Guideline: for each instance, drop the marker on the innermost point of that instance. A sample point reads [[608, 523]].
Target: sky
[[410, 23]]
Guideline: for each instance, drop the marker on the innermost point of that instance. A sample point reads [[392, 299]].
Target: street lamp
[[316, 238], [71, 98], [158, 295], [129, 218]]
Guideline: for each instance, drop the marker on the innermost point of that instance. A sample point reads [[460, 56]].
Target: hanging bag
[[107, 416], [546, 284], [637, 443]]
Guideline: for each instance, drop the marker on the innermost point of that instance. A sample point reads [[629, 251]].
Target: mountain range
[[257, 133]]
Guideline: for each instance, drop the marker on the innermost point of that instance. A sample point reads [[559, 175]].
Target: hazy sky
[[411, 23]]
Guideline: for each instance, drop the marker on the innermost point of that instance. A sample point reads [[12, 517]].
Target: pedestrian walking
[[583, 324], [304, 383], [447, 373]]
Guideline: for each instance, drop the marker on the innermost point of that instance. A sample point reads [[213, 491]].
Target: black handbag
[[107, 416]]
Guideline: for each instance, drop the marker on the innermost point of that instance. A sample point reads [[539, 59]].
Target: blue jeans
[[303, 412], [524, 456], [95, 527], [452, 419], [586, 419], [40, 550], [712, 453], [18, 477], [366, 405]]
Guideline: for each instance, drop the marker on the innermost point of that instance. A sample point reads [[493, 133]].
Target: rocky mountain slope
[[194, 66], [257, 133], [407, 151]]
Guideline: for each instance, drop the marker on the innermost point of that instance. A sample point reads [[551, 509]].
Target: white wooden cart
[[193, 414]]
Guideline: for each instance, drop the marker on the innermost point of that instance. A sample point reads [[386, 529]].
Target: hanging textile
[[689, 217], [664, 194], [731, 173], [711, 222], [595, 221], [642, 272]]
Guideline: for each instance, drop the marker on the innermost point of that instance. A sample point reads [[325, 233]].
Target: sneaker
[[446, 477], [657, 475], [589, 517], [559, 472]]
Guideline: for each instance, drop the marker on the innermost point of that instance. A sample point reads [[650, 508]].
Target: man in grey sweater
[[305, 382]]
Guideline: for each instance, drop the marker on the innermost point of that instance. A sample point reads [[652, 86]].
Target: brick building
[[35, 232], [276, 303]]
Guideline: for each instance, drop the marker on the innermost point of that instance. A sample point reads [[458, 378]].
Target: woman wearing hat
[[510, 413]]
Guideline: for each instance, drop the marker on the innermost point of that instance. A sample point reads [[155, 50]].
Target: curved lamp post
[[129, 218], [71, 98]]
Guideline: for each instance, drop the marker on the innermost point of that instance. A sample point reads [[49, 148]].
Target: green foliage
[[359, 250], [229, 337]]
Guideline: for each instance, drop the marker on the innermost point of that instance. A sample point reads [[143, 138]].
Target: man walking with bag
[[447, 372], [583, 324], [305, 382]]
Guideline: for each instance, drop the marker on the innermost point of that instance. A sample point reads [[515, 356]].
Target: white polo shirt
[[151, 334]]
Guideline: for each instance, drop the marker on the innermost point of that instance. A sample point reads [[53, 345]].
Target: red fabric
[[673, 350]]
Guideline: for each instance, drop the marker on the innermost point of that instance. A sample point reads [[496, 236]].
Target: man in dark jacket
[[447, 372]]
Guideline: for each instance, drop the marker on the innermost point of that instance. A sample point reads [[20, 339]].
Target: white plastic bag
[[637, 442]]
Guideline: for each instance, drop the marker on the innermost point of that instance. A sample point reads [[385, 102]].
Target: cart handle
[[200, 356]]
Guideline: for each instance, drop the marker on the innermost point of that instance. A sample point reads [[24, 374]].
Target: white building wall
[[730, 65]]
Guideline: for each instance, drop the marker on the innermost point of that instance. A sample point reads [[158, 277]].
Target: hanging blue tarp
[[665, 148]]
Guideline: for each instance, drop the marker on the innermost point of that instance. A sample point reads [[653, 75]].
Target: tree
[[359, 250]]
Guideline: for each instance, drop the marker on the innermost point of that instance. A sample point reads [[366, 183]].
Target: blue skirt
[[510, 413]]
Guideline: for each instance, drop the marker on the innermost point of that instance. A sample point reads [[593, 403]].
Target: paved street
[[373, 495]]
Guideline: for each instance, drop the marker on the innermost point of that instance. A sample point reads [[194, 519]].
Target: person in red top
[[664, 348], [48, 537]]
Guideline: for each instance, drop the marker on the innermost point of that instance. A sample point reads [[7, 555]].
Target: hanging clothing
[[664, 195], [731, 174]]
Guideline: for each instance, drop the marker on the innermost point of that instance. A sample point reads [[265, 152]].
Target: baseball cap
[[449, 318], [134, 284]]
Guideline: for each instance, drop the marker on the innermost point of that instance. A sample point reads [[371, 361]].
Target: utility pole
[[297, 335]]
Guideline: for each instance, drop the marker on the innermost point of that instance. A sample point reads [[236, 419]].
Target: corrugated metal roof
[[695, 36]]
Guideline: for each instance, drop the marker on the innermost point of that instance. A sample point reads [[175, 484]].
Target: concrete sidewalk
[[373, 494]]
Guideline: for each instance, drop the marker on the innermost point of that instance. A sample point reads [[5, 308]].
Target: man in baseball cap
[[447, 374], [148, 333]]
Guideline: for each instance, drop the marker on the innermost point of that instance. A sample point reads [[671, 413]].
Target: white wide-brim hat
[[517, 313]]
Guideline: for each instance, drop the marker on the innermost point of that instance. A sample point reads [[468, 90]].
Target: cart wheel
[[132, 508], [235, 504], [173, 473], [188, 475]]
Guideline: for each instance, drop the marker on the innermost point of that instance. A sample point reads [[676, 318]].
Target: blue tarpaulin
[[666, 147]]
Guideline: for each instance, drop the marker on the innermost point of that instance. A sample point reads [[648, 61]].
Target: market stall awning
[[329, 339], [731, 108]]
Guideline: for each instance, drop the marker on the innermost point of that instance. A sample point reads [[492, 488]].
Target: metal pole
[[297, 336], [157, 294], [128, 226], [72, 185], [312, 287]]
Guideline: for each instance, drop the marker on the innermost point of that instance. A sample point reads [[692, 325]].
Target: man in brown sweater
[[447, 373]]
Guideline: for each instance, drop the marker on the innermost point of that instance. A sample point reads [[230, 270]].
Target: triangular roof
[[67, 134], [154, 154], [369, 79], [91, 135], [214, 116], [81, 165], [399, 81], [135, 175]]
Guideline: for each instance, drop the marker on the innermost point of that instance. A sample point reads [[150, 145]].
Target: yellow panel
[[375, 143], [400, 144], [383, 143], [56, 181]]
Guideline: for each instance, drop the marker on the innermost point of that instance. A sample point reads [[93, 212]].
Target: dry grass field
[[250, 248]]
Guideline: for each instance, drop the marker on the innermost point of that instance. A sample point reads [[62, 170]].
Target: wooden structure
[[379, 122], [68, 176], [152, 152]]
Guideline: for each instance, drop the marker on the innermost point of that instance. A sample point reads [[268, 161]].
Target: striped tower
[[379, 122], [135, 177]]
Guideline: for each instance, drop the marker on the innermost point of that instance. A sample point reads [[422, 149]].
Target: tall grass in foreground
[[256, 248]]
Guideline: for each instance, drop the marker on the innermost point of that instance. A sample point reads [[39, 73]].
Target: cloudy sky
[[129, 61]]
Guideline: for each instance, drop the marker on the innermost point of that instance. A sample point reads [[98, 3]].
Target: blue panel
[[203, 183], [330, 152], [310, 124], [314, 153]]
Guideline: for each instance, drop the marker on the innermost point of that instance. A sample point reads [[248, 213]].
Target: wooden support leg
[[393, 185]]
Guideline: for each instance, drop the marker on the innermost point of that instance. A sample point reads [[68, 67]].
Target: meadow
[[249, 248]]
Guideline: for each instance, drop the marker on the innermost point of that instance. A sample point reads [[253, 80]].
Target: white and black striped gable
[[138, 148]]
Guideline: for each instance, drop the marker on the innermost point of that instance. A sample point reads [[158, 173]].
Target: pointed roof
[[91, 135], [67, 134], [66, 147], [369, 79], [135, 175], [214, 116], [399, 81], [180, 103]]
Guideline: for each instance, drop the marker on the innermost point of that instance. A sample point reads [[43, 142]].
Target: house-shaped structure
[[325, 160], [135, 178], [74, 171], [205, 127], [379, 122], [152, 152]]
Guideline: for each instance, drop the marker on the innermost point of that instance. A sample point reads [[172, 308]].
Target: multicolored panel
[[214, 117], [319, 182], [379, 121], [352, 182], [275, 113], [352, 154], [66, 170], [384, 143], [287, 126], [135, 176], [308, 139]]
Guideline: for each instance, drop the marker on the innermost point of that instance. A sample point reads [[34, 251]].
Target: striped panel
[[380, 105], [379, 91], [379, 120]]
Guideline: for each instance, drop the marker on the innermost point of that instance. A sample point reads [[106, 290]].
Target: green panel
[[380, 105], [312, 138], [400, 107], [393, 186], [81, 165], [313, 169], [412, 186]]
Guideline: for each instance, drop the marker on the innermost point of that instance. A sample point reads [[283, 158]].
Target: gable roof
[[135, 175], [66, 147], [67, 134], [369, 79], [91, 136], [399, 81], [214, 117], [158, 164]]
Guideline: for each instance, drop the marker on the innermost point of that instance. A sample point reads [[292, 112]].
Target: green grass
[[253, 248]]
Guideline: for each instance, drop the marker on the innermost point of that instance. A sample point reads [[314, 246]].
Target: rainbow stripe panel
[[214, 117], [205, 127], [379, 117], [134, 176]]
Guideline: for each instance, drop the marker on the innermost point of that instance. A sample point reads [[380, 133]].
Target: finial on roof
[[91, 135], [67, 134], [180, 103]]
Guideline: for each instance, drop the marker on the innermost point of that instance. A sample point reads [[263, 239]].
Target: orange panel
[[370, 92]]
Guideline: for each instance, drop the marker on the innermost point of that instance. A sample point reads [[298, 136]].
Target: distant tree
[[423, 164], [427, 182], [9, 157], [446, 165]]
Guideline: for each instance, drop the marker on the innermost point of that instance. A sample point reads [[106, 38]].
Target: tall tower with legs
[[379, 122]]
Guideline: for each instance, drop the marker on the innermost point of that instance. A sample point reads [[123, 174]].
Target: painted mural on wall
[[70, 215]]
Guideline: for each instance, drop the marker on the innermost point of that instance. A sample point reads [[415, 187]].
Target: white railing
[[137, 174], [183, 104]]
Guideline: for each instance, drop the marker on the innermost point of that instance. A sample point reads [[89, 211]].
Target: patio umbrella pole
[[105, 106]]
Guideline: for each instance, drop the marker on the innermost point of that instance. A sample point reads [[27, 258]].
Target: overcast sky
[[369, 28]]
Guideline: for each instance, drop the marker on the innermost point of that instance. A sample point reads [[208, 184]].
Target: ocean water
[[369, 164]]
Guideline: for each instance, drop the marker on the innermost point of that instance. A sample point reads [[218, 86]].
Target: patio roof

============================================================

▸ EXERCISE DESCRIPTION
Could you give back only the lines starting at the one that contains "reads [[325, 233]]." and ending at the one that contains "[[151, 334]]", with "sample point" swapped for "reference point" and everything else left unchanged?

▸ ANSWER
Guideline: for each instance, drop the marker on the innermost point of that instance. A reference point reads [[325, 233]].
Target: sneaker
[[446, 477], [657, 475], [589, 517], [559, 472]]
Guideline: for each instance, drop the marker on the innermost point of that instance. A reference point reads [[650, 508]].
Target: man in grey sweater
[[305, 382]]
Guideline: for each instance, drop the marker on the innermost point of that instance. A reference point reads [[652, 86]].
Target: brick building
[[35, 232], [276, 303]]
Guideline: for each instance, drop the marker on the innermost point of that instance. A reference point reads [[458, 378]].
Target: woman wearing hat
[[510, 413]]
Guideline: for each instance, drop the marker on the innermost point of that instance. A reference point reads [[155, 50]].
Target: curved lamp post
[[129, 218], [71, 98]]
Guideline: for each instance, drop the marker on the innermost point of that instance. A reference point reads [[49, 148]].
Target: green foliage
[[359, 250], [229, 337]]
Guideline: for each instance, drop the marker on the innermost point of that instance. A reference point reads [[143, 138]].
Target: man walking with bag
[[447, 372], [583, 324], [305, 382]]
Guideline: for each instance, drop the marker on the innermost point of that instance. A reference point reads [[515, 356]].
Target: white polo shirt
[[151, 334]]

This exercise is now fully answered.